What is expected
A word-for-word copy of the records is needed, with every picture left out.
Segment Start: Entries provided
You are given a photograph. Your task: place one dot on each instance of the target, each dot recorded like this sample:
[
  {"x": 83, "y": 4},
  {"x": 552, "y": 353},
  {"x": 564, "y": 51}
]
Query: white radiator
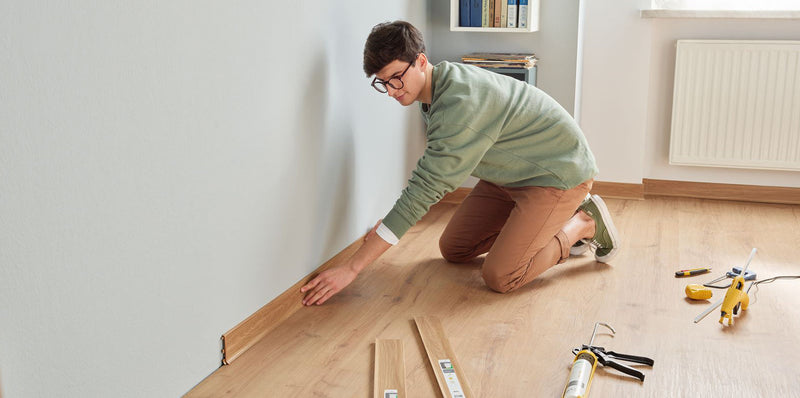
[{"x": 736, "y": 104}]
Segment End: Entries provided
Written answer
You are given a photograph. Your task: place one dot on each instance of the target, each dot recorded like this sample:
[
  {"x": 83, "y": 4},
  {"x": 552, "y": 353},
  {"x": 564, "y": 51}
]
Query: white radiator
[{"x": 736, "y": 104}]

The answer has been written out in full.